Exercise instructions
An exact, line-by-line copy is needed, beginning at the line with "Task: place a pin on each instance of the dark" and ending at the last line of the listing below.
Input for this task START
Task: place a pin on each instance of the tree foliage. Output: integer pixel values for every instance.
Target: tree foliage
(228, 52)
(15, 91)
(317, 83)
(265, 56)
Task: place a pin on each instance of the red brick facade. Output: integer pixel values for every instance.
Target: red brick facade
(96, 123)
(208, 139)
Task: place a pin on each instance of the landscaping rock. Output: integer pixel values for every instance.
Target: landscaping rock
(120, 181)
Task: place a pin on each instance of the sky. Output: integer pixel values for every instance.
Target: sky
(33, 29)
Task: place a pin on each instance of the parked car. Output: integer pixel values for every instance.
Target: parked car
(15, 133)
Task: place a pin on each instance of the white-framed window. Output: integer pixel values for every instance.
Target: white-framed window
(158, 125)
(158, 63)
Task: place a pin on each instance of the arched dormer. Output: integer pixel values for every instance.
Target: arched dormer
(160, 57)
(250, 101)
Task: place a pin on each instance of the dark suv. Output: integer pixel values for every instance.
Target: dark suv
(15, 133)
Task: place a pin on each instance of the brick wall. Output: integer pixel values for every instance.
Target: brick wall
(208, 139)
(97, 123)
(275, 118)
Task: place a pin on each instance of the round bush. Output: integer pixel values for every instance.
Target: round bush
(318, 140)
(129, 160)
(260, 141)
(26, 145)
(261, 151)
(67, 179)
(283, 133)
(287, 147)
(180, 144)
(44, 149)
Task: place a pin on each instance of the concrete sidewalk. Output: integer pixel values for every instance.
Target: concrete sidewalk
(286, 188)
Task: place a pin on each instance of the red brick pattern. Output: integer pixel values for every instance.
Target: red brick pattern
Input for this task END
Exercise output
Task: place a pin on each instance of the dark suv. Output: integer pixel values for every instance.
Target: dark suv
(15, 133)
Task: place a pin on each instance of the brick wall. Output: integer pixel values for every instance.
Target: brick wall
(208, 139)
(97, 123)
(275, 118)
Task: place a pin on each instance of the round bush. Output: integer pixel values for every instance.
Target: round bush
(318, 140)
(129, 160)
(260, 141)
(26, 145)
(261, 151)
(67, 179)
(283, 133)
(287, 147)
(180, 144)
(44, 149)
Task: place a pin on each instance of the concrete sidewalk. Output: integer pixel values for every instance.
Target: concrete sidewalk
(286, 188)
Task: place a pin on each instance of the red brick pattern. Output: integer pixel values for every instance.
Target: red brick pattern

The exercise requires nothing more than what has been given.